■ WHAT IS NEEDED: Convert the entire listing below into a numbered list, one item per line, omitting any blank lines. Leave the pictures out of your answer.

■ RECORD SET:
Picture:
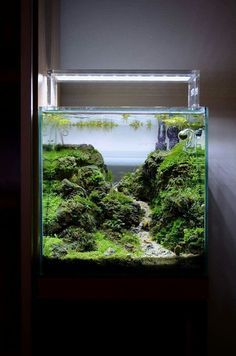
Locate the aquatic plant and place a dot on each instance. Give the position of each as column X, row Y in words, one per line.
column 98, row 124
column 136, row 124
column 149, row 124
column 125, row 117
column 119, row 212
column 173, row 184
column 80, row 240
column 57, row 127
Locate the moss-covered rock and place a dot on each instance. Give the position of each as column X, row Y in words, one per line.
column 91, row 178
column 79, row 239
column 67, row 189
column 142, row 183
column 172, row 182
column 77, row 211
column 120, row 212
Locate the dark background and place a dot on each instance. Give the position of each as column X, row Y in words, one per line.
column 134, row 34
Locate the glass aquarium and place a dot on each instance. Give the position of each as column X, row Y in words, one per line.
column 123, row 186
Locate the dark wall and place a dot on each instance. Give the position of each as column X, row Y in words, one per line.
column 198, row 34
column 10, row 178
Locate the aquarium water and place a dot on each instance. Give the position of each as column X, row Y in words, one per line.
column 123, row 185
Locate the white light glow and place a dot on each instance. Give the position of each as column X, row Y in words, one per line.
column 121, row 78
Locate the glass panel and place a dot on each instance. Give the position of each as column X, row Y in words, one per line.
column 123, row 187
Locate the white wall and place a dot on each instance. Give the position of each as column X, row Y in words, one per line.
column 183, row 34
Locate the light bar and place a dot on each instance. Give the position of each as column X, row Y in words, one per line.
column 121, row 78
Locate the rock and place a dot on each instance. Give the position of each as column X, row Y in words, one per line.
column 110, row 251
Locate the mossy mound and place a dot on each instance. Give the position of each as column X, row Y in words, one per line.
column 120, row 212
column 172, row 183
column 78, row 200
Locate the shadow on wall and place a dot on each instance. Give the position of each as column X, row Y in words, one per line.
column 222, row 234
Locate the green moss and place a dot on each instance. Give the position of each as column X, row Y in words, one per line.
column 120, row 212
column 79, row 239
column 104, row 244
column 136, row 124
column 172, row 182
column 54, row 247
column 51, row 204
column 98, row 124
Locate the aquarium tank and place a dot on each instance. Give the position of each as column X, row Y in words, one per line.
column 123, row 187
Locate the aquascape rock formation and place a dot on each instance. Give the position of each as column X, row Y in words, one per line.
column 86, row 217
column 172, row 183
column 82, row 213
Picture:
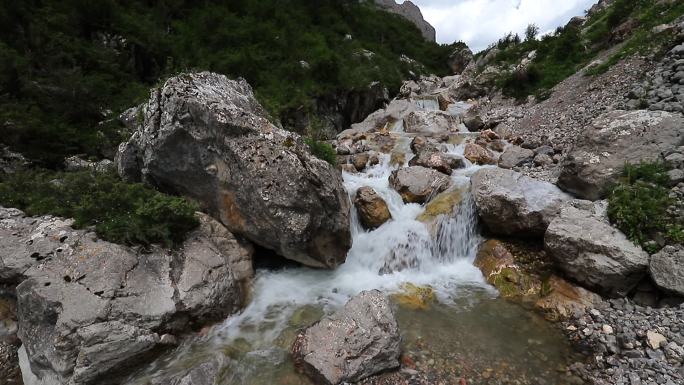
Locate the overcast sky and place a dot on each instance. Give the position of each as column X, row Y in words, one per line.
column 481, row 22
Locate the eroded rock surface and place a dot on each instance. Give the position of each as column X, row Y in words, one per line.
column 90, row 310
column 372, row 209
column 592, row 252
column 358, row 341
column 510, row 203
column 206, row 137
column 418, row 184
column 616, row 138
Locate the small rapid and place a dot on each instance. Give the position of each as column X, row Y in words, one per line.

■ COMPLETE OUTPUT:
1. Picture:
2. Locate the aquatic plant and place a dot on each instance. Give the position of each as column X, row Y in words, one per line.
3. column 98, row 124
4. column 136, row 124
5. column 149, row 124
6. column 125, row 117
7. column 119, row 212
8. column 173, row 184
9. column 80, row 240
10. column 57, row 127
11. Locate the moss-covered rock and place a dot on each instance. Give the position of each as column X, row Y in words, one per line.
12. column 91, row 178
13. column 79, row 239
14. column 67, row 189
15. column 142, row 183
16. column 172, row 182
17. column 77, row 211
18. column 120, row 212
19. Locate the dark background and place a dot on each instance. Give the position of each as column X, row Y in words, one per line.
20. column 134, row 34
21. Locate the glass aquarium and place a dot on each instance. Give the position of each as column X, row Y in words, one per line.
22. column 123, row 186
23. Locate the dark wall and place a dot on each instance. Give the position of each as column X, row Y in words, one per line.
24. column 198, row 34
25. column 10, row 178
26. Locate the aquarium water and place a dot on each instance. Give the position of each as column X, row Y in words, one per line.
27. column 123, row 185
28. Locate the white light glow and place a dot on each instance. Give the position of each as column X, row Y in words, one per line.
29. column 121, row 78
30. Locate the glass panel and place a dot on each instance. Give the position of each as column X, row Y in words, one per line.
31. column 123, row 187
32. Locate the white wall and place a dot on each instance. Give the position of each as column X, row Y in words, one per line.
33. column 183, row 34
34. Locate the light bar and place a dot on each instance. Give the position of each as column X, row Y in words, one per line.
35. column 121, row 78
36. Locate the rock and place a dot on each instance. Give the position of each as column X, row Y in words, one per line.
37. column 110, row 251
38. Locate the mossy mound and place a dot on each instance. Give the position of each as column X, row Y in words, one per line.
39. column 120, row 212
40. column 172, row 183
41. column 78, row 200
42. Locate the shadow on wall and place a dot on each instance. Give the position of each as column X, row Y in words, one per line.
43. column 222, row 234
44. Locate the green moss and place a dot on each instance. Give the position of each as column X, row Y in words, one per line.
45. column 120, row 212
46. column 79, row 239
47. column 104, row 244
48. column 136, row 124
49. column 172, row 182
50. column 54, row 247
51. column 51, row 204
52. column 98, row 124
53. Locate the aquarium tank and place a dot on each instance. Give the position of each as column X, row Y in words, one per line.
54. column 123, row 187
55. Locate the aquascape rock formation and place a dot on each instance. Give the position of each as column X, row Y in words, one per line.
56. column 86, row 217
57. column 172, row 183
58. column 82, row 213
59. Picture:
60. Locate the overcast sky and place a dot on each instance. Give the position of each as column X, row Y in words, one per line.
61. column 481, row 22
62. Locate the eroded rock surface and place a dot on each instance. Give the position of each as column X, row Y in words, one per line.
63. column 90, row 310
64. column 372, row 209
65. column 592, row 252
66. column 358, row 341
67. column 510, row 203
68. column 206, row 137
69. column 418, row 184
70. column 616, row 138
71. Locate the small rapid and place a dot on each instance. Give the position of each as column X, row Y in words, one per line.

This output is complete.